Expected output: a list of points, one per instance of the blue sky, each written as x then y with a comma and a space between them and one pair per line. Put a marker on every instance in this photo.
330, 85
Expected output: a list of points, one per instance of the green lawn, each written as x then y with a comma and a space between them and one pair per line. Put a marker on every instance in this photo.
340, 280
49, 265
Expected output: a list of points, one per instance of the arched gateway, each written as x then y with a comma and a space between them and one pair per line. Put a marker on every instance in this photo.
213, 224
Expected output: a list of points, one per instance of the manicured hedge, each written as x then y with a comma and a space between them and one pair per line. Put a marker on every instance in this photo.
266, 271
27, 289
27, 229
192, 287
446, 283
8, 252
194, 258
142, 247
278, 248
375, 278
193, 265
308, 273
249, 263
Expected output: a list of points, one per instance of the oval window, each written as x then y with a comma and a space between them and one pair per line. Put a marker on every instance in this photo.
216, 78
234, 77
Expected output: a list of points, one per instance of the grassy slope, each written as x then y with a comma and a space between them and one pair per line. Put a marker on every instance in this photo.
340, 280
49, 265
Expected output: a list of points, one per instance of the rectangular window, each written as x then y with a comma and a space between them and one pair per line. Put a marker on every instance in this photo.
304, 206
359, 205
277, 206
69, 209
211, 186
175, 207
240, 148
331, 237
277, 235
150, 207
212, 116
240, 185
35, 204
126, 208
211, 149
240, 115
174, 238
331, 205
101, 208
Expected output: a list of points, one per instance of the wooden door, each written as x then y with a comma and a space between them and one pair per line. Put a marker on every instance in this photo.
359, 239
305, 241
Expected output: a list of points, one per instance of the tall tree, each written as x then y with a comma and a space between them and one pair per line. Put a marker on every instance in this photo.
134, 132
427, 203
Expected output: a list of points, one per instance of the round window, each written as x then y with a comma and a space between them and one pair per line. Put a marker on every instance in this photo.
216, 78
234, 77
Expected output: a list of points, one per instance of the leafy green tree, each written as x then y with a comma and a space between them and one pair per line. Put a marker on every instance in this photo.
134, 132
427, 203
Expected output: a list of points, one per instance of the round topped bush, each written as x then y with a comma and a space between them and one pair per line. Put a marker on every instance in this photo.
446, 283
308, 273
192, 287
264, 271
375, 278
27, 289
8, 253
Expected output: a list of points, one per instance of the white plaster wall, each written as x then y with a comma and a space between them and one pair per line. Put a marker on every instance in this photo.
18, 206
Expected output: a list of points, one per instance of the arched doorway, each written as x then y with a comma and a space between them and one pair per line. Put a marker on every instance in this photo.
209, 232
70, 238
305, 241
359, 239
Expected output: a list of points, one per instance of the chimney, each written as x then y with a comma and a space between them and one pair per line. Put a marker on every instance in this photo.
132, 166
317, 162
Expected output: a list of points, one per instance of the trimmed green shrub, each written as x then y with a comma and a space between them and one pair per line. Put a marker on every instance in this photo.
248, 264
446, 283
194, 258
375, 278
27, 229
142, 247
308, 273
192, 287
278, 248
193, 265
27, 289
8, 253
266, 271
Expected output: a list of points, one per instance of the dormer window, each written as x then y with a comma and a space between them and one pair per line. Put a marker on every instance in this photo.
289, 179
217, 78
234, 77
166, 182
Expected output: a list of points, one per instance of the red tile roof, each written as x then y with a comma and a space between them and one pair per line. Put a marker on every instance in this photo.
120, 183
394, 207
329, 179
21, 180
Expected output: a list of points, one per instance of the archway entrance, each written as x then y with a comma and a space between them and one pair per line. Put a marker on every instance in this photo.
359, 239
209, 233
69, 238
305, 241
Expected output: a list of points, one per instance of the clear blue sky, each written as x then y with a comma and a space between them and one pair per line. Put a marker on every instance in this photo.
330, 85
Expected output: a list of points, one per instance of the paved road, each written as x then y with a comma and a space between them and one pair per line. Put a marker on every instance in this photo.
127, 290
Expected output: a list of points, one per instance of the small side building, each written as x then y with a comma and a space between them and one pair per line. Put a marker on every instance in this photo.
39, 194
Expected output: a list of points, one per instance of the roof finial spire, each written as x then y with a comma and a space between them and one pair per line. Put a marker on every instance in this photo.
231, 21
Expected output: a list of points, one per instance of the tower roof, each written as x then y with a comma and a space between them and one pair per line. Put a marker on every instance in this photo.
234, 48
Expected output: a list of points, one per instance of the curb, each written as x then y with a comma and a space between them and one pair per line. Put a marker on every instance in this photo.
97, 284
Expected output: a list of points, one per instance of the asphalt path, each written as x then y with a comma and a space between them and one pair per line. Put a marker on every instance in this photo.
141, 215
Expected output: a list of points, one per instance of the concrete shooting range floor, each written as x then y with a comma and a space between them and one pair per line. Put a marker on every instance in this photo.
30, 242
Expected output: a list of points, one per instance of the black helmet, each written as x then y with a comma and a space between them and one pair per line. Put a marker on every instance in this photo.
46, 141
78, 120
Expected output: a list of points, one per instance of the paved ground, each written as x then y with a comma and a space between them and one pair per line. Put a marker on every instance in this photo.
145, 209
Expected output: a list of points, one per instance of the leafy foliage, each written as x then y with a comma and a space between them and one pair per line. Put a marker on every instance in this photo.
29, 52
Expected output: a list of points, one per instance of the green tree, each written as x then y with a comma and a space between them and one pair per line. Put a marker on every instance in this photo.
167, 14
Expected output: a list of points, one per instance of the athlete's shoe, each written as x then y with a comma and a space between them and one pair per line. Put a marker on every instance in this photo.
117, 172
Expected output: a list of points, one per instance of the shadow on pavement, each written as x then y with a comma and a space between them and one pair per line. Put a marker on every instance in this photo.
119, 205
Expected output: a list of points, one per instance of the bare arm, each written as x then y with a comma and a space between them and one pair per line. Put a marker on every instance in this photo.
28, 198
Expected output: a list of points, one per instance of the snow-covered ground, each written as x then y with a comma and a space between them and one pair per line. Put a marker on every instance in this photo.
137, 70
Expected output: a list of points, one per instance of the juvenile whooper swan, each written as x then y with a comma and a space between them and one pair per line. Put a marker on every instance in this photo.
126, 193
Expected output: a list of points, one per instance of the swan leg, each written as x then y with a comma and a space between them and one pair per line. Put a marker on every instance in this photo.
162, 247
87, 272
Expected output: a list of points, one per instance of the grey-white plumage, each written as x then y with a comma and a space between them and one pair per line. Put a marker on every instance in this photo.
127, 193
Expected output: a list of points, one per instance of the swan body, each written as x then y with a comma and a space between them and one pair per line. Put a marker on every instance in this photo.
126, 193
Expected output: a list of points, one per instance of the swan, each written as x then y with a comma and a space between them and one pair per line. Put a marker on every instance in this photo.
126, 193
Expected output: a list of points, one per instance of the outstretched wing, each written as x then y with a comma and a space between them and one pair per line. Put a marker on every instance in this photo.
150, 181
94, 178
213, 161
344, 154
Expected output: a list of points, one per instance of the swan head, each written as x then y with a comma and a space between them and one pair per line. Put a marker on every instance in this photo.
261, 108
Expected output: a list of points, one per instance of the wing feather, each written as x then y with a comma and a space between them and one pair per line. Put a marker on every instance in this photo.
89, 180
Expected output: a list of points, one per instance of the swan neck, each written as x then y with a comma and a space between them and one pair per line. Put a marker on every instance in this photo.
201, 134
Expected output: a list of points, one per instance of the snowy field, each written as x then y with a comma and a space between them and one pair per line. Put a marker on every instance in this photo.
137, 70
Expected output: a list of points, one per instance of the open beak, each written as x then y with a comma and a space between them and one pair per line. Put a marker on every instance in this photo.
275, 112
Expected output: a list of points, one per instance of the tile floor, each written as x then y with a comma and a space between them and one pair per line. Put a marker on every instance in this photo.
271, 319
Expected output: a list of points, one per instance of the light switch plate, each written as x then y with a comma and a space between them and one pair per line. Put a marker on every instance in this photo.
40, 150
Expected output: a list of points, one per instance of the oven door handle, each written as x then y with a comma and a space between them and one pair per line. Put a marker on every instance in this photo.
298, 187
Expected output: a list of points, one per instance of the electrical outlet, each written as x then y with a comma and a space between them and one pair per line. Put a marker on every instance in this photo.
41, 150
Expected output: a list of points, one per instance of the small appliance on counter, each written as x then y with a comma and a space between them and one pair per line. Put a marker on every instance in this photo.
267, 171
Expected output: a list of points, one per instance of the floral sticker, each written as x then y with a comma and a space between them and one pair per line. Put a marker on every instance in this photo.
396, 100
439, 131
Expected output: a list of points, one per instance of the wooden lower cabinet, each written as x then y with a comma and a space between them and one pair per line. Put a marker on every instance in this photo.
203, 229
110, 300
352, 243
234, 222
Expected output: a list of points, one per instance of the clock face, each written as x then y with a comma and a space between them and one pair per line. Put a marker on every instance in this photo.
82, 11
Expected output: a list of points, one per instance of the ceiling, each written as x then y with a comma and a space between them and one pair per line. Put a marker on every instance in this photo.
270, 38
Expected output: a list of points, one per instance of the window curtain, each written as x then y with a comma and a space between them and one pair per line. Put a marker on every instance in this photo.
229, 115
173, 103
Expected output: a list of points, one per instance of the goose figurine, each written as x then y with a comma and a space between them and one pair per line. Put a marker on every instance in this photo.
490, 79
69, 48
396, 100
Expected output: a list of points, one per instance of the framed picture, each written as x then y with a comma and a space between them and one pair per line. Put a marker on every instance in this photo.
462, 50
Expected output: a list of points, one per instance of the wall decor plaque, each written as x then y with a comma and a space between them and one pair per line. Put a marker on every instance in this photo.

(EXERCISE) Return the line that contains "of the goose" along with every line after it through the end of the entries, exactly, adding nothing.

(WRITTEN ANSWER)
Expected output: a list of points, one per instance of the goose figurine, each written as x then y with a comma and a space between them and one pair per line. Put a marker on every instance in this photo.
490, 79
69, 48
396, 100
Expected output: a list of points, one per instance of the framed picture, each written as x then y with a comma and a space between them and one pair per line. Put a marker on every instance in this photo.
462, 50
Expected output: a list of points, one per instance of the wall decor plaque, each written as x then y with a comma and a space between them and one pair per line. Put a marker on every instance in this photo.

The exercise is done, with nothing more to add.